### Collected data:
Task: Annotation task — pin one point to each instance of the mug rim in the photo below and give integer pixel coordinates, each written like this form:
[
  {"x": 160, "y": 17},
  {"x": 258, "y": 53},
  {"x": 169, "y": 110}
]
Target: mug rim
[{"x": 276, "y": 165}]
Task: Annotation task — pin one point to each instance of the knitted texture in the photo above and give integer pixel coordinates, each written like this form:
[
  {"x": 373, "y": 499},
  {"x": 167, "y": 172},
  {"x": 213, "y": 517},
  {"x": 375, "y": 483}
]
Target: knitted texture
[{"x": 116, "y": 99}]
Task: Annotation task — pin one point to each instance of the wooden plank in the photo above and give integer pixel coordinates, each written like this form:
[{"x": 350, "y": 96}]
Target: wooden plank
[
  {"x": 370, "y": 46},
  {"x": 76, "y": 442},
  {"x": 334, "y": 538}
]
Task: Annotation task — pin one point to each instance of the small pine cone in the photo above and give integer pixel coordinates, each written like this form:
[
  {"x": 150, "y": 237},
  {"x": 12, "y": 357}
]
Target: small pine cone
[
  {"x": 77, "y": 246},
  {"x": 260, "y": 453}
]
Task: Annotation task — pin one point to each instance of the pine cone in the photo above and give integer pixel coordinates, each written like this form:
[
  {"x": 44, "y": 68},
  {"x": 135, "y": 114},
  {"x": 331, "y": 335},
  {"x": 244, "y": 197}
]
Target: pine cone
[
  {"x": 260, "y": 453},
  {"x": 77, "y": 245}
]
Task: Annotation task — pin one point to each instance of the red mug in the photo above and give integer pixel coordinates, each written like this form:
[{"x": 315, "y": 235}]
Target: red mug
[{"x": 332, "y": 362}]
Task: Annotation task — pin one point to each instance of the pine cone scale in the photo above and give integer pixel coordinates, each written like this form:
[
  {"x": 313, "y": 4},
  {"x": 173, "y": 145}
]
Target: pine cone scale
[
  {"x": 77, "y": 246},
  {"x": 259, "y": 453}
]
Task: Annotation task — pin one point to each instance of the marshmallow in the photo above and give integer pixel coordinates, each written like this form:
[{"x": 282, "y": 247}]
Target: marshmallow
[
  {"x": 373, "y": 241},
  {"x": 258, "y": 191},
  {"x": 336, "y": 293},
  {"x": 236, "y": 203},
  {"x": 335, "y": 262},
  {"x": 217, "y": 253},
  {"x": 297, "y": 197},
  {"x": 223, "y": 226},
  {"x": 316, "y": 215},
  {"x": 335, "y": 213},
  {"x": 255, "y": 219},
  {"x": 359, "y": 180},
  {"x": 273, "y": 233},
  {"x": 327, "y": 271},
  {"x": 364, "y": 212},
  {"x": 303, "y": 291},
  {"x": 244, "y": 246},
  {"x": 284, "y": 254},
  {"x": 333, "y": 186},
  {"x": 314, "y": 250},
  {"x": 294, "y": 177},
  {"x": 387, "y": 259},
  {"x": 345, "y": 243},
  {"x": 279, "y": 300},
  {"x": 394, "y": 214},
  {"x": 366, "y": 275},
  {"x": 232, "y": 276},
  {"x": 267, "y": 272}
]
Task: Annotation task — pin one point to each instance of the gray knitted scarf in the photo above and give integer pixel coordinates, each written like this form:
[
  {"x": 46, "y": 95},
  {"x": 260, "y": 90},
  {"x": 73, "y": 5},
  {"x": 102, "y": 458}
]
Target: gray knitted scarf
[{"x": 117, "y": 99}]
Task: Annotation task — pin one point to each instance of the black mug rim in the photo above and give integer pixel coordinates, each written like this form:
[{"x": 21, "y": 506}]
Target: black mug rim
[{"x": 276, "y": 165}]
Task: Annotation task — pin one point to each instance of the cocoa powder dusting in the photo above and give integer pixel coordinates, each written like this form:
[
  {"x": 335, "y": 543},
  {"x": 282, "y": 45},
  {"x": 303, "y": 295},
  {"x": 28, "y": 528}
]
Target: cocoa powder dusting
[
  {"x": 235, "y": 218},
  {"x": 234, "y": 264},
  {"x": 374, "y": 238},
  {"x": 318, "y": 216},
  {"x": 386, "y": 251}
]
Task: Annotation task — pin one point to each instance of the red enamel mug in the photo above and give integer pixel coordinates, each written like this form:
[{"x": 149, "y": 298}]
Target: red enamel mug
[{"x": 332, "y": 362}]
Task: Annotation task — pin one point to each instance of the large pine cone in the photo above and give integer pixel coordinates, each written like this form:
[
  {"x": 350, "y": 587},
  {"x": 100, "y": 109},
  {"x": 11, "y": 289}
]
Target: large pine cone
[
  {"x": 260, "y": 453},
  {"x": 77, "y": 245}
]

### Stated exercise:
Reproduce everything from the line containing "of the large" down to the last line above, requests included. Shift each pixel coordinate in the answers by -64, and leave the numbers in the requests and their format samples as they are.

### Output:
Task: Annotation task — pin one point to each instance of the large pine cone in the photo above and give integer pixel coordinates, each written like this form:
[
  {"x": 350, "y": 587},
  {"x": 100, "y": 109},
  {"x": 11, "y": 289}
]
Target: large pine cone
[
  {"x": 196, "y": 389},
  {"x": 13, "y": 181}
]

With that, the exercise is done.